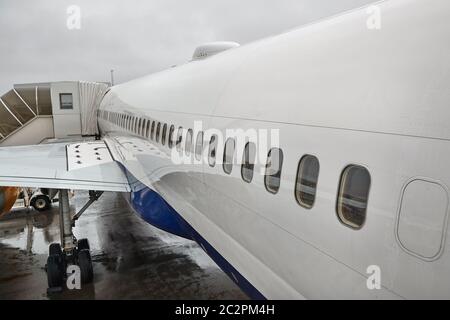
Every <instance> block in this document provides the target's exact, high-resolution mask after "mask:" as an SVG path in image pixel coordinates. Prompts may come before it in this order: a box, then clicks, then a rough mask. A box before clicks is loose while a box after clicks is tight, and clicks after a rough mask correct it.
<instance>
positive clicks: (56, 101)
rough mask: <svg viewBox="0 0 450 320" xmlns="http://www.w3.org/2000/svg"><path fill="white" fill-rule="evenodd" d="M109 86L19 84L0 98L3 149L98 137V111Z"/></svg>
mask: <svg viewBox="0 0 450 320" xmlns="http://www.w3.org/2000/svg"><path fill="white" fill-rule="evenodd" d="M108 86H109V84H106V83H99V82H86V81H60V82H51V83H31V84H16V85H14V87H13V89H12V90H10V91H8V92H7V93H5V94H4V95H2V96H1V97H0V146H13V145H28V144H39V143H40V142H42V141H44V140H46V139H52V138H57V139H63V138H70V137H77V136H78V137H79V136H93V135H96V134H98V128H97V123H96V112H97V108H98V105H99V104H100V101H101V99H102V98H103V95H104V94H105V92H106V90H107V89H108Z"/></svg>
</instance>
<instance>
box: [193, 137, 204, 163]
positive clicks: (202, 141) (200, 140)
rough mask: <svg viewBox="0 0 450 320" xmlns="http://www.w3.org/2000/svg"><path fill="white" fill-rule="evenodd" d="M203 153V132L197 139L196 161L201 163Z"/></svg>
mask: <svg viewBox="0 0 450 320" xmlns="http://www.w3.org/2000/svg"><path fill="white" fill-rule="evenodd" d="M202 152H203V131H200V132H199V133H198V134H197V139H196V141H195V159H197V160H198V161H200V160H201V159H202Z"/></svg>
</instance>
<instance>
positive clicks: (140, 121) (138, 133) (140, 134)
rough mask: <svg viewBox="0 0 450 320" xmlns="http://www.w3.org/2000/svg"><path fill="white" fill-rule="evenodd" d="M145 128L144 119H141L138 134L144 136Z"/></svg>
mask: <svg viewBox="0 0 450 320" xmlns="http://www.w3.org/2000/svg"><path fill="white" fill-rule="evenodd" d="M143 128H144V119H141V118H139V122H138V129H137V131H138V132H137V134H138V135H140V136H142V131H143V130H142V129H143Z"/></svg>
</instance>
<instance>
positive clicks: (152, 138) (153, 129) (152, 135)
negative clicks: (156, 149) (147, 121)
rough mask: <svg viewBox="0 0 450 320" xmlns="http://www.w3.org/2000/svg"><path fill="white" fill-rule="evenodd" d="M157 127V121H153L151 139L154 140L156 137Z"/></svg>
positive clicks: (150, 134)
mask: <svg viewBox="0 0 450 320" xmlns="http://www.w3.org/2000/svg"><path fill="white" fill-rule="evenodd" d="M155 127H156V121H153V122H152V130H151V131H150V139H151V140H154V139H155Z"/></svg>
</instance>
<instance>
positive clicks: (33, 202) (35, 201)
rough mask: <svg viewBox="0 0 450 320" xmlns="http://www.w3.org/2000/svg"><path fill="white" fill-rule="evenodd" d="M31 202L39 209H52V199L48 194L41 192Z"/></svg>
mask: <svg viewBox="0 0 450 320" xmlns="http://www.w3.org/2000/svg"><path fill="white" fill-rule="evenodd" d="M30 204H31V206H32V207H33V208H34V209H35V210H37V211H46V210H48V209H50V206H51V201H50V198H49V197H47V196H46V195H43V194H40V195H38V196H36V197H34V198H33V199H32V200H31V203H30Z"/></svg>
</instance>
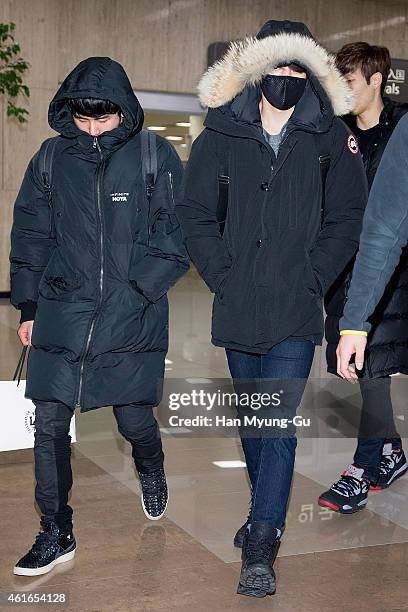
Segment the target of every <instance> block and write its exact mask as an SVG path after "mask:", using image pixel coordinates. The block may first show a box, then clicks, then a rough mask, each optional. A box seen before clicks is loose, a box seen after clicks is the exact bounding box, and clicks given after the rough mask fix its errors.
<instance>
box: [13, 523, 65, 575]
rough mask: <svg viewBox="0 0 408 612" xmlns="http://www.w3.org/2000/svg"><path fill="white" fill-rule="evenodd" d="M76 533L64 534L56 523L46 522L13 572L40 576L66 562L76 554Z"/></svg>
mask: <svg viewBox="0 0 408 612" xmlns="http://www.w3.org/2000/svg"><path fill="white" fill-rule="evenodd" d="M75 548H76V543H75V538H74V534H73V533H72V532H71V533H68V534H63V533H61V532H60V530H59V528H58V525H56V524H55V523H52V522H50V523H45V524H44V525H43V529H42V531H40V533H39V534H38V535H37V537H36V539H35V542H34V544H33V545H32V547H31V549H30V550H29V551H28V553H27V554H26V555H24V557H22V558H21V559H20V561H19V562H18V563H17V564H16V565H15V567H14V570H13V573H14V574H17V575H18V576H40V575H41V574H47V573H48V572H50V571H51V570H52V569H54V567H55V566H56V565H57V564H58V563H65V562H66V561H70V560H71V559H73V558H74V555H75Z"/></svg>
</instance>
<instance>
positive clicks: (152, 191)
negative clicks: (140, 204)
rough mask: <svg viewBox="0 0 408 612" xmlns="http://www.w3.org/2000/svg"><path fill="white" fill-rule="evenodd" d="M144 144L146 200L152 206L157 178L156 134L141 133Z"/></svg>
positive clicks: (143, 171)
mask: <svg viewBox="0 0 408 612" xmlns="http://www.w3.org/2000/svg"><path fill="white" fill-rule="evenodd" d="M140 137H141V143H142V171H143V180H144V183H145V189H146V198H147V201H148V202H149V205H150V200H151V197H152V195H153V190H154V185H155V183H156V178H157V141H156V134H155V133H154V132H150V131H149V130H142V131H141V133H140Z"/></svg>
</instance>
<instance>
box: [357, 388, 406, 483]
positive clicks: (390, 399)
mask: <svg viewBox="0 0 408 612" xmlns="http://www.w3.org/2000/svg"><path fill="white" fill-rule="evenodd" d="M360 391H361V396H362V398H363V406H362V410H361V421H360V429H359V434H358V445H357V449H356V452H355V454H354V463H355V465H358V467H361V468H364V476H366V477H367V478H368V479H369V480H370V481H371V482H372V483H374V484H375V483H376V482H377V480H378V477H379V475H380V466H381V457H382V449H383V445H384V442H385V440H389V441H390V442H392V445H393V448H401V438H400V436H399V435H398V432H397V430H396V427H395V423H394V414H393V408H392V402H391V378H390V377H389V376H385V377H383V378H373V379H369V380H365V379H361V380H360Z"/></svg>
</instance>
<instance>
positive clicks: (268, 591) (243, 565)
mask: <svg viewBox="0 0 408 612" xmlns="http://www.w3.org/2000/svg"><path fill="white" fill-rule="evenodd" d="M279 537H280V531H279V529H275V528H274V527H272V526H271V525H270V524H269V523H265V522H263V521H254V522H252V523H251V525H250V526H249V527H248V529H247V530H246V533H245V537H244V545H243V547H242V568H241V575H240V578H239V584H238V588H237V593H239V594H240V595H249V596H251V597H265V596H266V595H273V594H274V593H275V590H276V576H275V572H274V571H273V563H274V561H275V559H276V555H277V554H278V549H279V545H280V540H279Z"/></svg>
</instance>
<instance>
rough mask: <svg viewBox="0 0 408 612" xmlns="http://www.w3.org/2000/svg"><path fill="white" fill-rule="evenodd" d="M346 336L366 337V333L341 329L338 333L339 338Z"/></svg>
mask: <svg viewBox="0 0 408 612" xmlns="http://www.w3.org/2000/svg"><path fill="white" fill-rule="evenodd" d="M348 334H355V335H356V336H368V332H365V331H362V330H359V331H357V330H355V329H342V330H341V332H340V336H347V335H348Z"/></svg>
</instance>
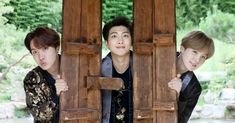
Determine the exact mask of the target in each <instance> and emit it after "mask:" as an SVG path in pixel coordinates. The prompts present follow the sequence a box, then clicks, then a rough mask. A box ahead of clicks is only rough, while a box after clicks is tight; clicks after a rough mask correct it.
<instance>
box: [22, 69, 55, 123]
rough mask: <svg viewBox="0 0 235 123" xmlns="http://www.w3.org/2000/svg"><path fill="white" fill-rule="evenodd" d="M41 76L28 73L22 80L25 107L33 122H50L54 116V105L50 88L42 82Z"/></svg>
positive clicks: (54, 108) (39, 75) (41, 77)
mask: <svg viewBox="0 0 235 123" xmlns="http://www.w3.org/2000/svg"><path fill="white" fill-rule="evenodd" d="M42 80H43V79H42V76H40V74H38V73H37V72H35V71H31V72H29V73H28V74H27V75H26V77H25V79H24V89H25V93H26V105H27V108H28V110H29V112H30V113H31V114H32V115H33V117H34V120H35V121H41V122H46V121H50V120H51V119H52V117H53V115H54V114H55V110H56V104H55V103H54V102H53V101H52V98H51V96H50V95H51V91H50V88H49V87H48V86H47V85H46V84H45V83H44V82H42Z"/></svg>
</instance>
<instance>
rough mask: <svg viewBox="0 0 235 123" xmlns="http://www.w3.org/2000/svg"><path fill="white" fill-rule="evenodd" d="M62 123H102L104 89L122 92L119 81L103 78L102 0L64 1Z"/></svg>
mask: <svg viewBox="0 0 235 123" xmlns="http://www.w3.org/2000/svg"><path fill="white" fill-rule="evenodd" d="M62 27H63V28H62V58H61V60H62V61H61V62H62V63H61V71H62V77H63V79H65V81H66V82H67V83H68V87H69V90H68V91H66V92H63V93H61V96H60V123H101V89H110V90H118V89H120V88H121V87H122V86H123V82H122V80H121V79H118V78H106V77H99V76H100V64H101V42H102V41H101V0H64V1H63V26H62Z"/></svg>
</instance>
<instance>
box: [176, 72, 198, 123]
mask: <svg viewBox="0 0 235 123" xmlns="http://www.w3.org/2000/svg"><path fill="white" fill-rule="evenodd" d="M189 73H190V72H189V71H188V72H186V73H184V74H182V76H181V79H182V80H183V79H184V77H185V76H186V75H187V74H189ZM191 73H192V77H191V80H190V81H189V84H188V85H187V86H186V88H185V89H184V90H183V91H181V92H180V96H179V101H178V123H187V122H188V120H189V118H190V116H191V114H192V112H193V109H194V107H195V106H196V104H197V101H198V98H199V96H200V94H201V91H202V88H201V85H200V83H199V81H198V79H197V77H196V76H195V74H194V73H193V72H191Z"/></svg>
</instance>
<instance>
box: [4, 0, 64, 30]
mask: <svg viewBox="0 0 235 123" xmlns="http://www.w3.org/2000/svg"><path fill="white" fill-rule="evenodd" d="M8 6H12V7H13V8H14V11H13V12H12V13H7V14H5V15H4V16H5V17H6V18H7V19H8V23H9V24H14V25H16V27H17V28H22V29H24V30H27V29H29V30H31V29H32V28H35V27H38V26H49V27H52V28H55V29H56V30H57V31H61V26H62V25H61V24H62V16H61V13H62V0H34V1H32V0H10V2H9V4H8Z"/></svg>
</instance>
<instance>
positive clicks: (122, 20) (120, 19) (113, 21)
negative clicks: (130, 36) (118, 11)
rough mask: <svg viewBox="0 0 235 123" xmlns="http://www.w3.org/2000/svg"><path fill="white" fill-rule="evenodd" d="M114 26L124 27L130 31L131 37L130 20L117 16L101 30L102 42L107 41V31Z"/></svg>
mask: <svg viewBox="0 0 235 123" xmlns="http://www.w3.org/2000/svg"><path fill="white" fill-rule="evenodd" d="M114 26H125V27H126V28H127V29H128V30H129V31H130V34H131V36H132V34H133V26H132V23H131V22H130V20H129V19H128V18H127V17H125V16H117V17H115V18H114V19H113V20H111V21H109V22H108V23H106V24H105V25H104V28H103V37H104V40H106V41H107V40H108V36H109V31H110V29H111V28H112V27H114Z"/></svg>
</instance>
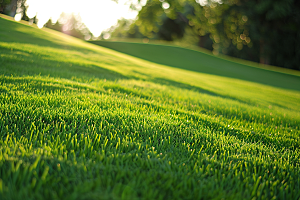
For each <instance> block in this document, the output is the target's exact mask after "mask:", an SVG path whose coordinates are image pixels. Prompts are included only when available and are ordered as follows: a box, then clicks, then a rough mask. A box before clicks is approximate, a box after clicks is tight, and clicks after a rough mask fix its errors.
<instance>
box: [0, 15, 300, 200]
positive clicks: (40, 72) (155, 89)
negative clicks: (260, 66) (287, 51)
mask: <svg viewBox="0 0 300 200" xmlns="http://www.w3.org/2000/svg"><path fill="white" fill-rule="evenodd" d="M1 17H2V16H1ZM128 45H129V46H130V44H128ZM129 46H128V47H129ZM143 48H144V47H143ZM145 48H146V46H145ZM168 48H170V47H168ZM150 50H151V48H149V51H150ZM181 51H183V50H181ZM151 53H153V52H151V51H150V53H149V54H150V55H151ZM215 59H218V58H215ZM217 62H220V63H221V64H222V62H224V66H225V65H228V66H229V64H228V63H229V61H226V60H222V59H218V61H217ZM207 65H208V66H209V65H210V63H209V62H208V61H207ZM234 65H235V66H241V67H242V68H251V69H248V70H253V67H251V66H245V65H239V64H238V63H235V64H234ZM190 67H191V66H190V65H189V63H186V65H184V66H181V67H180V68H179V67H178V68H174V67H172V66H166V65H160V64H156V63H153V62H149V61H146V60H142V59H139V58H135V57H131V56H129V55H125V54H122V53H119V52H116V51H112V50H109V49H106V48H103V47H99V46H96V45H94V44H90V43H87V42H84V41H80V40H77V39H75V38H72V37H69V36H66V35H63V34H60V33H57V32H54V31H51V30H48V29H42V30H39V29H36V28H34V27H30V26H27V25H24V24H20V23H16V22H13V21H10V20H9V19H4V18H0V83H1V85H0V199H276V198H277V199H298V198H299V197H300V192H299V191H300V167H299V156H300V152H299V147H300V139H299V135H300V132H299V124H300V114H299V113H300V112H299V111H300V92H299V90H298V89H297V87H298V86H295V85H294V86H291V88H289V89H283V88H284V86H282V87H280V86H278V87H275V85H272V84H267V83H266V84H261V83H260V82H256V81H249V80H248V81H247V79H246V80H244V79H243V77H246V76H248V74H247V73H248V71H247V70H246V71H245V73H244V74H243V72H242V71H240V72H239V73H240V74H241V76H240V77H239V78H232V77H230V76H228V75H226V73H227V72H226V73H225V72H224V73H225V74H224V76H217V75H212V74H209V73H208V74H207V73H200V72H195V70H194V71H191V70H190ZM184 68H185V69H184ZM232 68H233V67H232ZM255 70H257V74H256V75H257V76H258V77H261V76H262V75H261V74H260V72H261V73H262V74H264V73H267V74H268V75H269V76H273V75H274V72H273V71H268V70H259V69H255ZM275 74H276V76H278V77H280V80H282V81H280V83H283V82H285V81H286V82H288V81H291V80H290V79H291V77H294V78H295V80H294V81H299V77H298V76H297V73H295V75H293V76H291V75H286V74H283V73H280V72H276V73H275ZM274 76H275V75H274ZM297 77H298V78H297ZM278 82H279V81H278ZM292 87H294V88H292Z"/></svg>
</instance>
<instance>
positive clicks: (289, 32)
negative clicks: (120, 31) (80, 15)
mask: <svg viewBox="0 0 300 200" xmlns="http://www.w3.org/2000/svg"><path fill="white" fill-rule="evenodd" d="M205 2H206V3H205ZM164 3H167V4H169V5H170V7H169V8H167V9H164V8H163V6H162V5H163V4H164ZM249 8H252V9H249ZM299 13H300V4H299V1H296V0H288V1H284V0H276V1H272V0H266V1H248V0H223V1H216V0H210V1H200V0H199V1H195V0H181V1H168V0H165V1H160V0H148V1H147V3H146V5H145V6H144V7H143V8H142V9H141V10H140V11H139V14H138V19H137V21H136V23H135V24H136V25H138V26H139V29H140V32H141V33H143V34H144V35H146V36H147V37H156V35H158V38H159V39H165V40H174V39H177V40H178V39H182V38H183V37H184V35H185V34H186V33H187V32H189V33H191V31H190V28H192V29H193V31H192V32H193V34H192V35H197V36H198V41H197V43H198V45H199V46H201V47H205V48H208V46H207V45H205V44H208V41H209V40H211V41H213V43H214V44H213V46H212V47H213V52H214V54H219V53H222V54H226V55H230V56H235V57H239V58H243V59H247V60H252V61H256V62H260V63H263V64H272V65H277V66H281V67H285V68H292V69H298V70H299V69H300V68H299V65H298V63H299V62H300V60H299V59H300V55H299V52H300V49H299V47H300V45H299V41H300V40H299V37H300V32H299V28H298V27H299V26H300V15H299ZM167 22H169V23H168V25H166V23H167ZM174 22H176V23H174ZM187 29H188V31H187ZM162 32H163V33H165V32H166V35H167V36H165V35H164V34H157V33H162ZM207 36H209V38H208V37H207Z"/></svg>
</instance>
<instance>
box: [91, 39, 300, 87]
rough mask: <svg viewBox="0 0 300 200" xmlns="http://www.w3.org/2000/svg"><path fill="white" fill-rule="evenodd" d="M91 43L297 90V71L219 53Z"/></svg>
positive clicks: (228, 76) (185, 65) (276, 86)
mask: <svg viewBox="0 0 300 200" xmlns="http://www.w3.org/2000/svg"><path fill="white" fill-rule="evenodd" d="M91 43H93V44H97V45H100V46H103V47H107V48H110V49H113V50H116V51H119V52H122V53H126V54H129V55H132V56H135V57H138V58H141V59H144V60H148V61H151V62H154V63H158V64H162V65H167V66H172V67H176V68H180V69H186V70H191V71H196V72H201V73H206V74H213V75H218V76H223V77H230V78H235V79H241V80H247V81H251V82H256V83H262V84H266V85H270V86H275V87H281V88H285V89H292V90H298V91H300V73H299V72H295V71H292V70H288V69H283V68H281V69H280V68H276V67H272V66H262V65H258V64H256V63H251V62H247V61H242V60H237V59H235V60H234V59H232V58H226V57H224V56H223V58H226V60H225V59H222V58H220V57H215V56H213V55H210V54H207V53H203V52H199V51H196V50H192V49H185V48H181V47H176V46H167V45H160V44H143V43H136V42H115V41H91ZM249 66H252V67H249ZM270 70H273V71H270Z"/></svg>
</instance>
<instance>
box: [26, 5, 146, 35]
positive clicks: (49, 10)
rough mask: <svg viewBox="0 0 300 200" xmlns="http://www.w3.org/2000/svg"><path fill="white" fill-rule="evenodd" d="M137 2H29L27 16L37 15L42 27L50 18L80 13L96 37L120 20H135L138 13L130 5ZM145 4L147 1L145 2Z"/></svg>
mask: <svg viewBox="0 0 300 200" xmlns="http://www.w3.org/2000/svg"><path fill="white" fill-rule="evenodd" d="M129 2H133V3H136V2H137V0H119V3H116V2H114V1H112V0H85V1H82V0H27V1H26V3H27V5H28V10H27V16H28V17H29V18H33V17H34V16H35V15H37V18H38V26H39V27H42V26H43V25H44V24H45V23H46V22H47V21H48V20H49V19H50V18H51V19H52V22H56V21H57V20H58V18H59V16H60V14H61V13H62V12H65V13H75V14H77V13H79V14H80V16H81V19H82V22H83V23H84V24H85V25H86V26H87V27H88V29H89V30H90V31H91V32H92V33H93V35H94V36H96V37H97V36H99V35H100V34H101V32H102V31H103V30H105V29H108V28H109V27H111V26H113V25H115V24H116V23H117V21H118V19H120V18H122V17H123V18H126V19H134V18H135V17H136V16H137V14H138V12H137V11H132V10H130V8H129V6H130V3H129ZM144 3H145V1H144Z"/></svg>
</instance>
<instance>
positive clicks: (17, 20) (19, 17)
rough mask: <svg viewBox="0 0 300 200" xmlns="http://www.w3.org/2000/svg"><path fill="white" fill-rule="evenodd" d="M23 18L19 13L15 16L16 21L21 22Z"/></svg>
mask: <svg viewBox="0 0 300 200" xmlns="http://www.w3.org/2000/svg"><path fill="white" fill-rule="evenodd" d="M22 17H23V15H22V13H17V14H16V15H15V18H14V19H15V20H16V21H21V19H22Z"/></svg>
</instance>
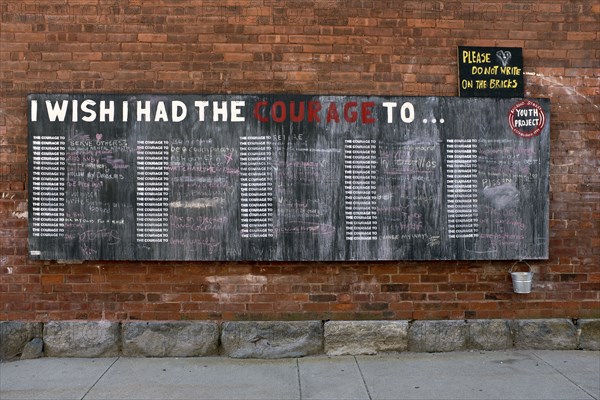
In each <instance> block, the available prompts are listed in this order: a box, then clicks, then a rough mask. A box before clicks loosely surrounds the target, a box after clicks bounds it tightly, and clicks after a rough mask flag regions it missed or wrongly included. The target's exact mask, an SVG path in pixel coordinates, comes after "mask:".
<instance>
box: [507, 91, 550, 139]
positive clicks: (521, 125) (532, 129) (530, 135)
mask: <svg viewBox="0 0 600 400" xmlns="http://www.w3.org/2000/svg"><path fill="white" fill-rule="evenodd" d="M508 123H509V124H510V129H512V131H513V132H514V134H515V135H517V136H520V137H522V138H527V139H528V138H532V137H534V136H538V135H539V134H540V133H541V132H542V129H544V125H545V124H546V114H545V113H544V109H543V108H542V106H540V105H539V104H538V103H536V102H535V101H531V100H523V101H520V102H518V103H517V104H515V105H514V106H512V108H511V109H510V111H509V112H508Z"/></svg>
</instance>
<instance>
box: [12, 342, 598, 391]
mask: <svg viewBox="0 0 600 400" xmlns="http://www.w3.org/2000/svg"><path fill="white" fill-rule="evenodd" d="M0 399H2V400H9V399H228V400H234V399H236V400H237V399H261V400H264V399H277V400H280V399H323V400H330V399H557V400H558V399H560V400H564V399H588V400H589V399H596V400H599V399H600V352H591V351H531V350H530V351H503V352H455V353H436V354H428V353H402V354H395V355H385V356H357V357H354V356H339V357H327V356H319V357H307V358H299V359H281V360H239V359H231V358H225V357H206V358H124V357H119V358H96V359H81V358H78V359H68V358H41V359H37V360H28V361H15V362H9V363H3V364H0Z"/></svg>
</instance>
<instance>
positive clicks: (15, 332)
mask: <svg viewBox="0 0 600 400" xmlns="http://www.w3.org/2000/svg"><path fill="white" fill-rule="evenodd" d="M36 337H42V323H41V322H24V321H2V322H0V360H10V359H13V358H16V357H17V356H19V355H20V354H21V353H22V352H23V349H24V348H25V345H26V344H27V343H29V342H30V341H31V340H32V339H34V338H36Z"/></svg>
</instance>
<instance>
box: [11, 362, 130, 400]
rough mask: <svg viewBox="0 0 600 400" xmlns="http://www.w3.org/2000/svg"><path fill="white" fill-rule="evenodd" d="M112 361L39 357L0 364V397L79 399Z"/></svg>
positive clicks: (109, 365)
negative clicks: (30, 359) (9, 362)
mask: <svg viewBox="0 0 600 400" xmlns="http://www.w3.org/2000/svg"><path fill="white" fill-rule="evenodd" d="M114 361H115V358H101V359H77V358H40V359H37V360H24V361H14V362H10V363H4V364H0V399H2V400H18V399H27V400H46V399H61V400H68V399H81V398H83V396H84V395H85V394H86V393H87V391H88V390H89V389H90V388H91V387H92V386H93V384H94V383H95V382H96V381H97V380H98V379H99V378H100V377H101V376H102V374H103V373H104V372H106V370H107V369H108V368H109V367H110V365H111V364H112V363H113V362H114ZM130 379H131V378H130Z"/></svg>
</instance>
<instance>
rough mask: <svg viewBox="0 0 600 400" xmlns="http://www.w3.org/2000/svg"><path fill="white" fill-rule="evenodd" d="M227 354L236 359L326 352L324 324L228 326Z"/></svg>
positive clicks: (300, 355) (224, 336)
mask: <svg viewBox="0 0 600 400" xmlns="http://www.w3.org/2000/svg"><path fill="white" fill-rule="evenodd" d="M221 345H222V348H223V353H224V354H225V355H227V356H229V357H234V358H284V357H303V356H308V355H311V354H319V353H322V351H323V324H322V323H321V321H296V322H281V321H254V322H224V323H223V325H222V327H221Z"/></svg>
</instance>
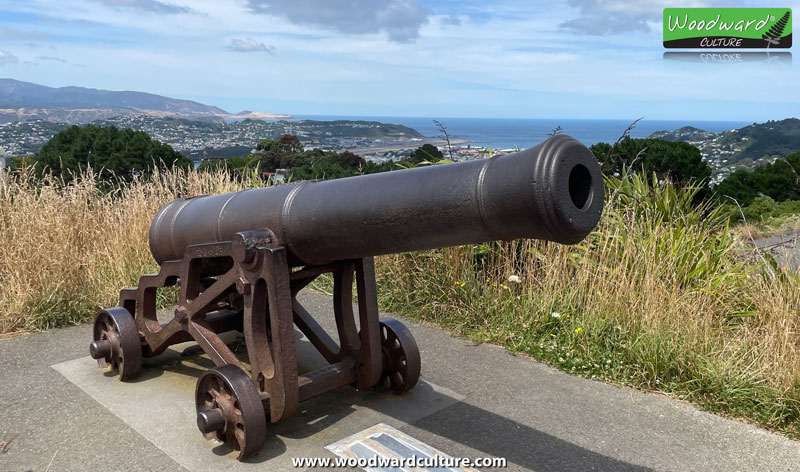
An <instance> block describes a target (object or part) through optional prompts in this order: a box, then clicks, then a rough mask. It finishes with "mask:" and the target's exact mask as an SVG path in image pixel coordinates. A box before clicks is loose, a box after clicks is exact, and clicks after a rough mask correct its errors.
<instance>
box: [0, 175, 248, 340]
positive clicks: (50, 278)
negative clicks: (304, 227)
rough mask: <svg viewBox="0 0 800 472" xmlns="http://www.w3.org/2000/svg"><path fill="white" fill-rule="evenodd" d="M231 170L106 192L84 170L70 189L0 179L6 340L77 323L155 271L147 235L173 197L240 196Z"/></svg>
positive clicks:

────

» About this task: Copy exactly, and only, the lines from the first line of the material through the line that contains "positive clicks: (56, 101)", both ends kept; no pictures.

» Response:
Every <instance> block in this document provides the target's exact, high-resolution mask after "mask:" as an SVG path in image pixel coordinates. Prompts may come before it in this order: a box, then clicks, then a rough mask. A box before clicks is loose while a box after clicks is tight, and clicks after a rough mask correct it.
<instance>
positive clicks: (56, 101)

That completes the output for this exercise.